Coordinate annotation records
========

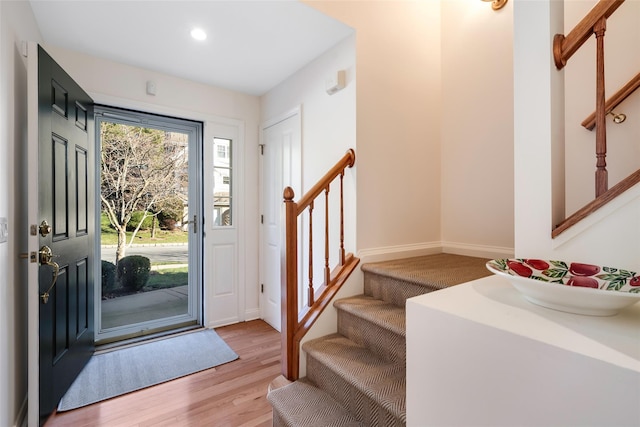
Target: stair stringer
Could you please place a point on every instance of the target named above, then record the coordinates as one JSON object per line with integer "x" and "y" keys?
{"x": 327, "y": 322}
{"x": 609, "y": 236}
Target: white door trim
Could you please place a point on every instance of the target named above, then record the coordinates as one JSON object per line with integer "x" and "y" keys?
{"x": 295, "y": 178}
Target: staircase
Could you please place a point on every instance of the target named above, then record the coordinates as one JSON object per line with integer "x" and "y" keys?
{"x": 357, "y": 376}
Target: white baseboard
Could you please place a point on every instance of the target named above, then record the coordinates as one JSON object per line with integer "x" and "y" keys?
{"x": 407, "y": 251}
{"x": 396, "y": 252}
{"x": 481, "y": 251}
{"x": 252, "y": 314}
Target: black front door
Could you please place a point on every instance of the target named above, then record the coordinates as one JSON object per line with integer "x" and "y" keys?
{"x": 66, "y": 241}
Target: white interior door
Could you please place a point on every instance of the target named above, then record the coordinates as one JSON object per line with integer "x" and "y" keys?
{"x": 281, "y": 167}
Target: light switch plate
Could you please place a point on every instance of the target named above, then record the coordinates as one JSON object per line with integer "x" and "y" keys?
{"x": 4, "y": 230}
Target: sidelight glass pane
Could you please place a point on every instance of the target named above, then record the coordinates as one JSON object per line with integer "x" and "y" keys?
{"x": 222, "y": 182}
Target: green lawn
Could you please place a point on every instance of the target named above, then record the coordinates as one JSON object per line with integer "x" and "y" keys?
{"x": 167, "y": 278}
{"x": 108, "y": 235}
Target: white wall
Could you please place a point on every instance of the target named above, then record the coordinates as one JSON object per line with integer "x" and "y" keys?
{"x": 16, "y": 23}
{"x": 477, "y": 127}
{"x": 398, "y": 102}
{"x": 328, "y": 131}
{"x": 622, "y": 62}
{"x": 125, "y": 86}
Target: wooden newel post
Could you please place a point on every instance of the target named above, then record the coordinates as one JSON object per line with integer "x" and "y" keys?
{"x": 602, "y": 183}
{"x": 289, "y": 289}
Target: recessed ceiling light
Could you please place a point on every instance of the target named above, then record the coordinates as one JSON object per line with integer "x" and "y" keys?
{"x": 198, "y": 34}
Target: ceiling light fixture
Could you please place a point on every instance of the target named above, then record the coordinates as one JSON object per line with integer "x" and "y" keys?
{"x": 497, "y": 4}
{"x": 198, "y": 34}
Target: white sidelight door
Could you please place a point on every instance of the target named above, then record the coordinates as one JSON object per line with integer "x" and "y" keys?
{"x": 281, "y": 167}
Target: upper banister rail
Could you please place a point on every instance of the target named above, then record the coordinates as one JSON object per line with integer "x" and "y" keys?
{"x": 565, "y": 46}
{"x": 597, "y": 203}
{"x": 622, "y": 94}
{"x": 348, "y": 160}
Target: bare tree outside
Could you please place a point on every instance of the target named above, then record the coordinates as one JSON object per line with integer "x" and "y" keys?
{"x": 143, "y": 170}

========

**Work to be completed**
Go through the entries above and print each one exactly, minus the pictures.

**Complete output**
Target: stair stringer
Could you please place a point on every instance of the target named above, then record the coordinates as one JSON object per line with integer "x" and "y" keys?
{"x": 327, "y": 322}
{"x": 609, "y": 236}
Target: white door trim
Could you please place a point on every instance of the target named above, then record the coordinates as one JSON object per line with integer "x" and "y" keys?
{"x": 295, "y": 178}
Target: staircase
Could you please place a point on every instance of the target named above, then record the coordinates as one JSON object per line with integer "x" and "y" keys?
{"x": 357, "y": 376}
Target: white baseboard
Could you please place a point on every instance of the target named above, then record the coordinates as one JSON object per line with integer "x" and "y" keys?
{"x": 407, "y": 251}
{"x": 396, "y": 252}
{"x": 481, "y": 251}
{"x": 252, "y": 314}
Target: black front door
Could you please place a point on every instance of the target named above, then record the coordinates as one JSON object per line with integer "x" and "y" keys?
{"x": 66, "y": 241}
Target: white interior door
Could you please place a point on every instance of the target named above, then record the coordinates as one JSON object per line with integer "x" and "y" keys?
{"x": 281, "y": 167}
Target: light switch plate
Could you please place a point on every instance of the target named above, then record the coordinates as one JSON object per line with integer "x" and "y" keys?
{"x": 4, "y": 230}
Target: sidelight glass pane
Could you please place a point on every instance of the target named above, then record the coordinates as one JSON object per line with integer "x" and "y" keys?
{"x": 222, "y": 182}
Target: green lawn
Could you please place a point on every instance of the target named above, then record the coordinates as one JSON object per line with integer "x" and "y" keys?
{"x": 167, "y": 278}
{"x": 108, "y": 235}
Target: white wall
Could you please place a point on every instance of the target named above, then record the coordinates as one JSON object per line with integer "x" and "y" keys?
{"x": 16, "y": 23}
{"x": 477, "y": 127}
{"x": 398, "y": 102}
{"x": 328, "y": 131}
{"x": 622, "y": 62}
{"x": 125, "y": 86}
Target: wooden newel post
Could you please place a point on every instance of the target named above, then record the coordinates as one JSON object per line with integer "x" and "y" keys?
{"x": 602, "y": 183}
{"x": 289, "y": 289}
Target: recessed ceiling light
Could you please place a point on every instance of the target named above, then record the coordinates as one JSON object per line with integer "x" and "y" keys?
{"x": 198, "y": 34}
Target: ceiling light fixture
Could you please place a point on every instance of the target named above, then record the coordinates as one JSON object per line with integer "x" and "y" keys?
{"x": 497, "y": 4}
{"x": 198, "y": 34}
Target: white sidelight door
Could you please place a point on every instance of the target named above, then record the coordinates as one JSON object per line with integer "x" and "y" keys?
{"x": 281, "y": 167}
Target: upper banister rail
Could you please place a point on every instance of the target named above, then record the coordinates as one JSON object per line with integer "x" and "y" keys?
{"x": 565, "y": 46}
{"x": 597, "y": 203}
{"x": 622, "y": 94}
{"x": 348, "y": 160}
Target: bare tree outside
Could you please place a point on every instance of the target named above, then record the coordinates as one JSON object per line with integer "x" and "y" keys?
{"x": 143, "y": 170}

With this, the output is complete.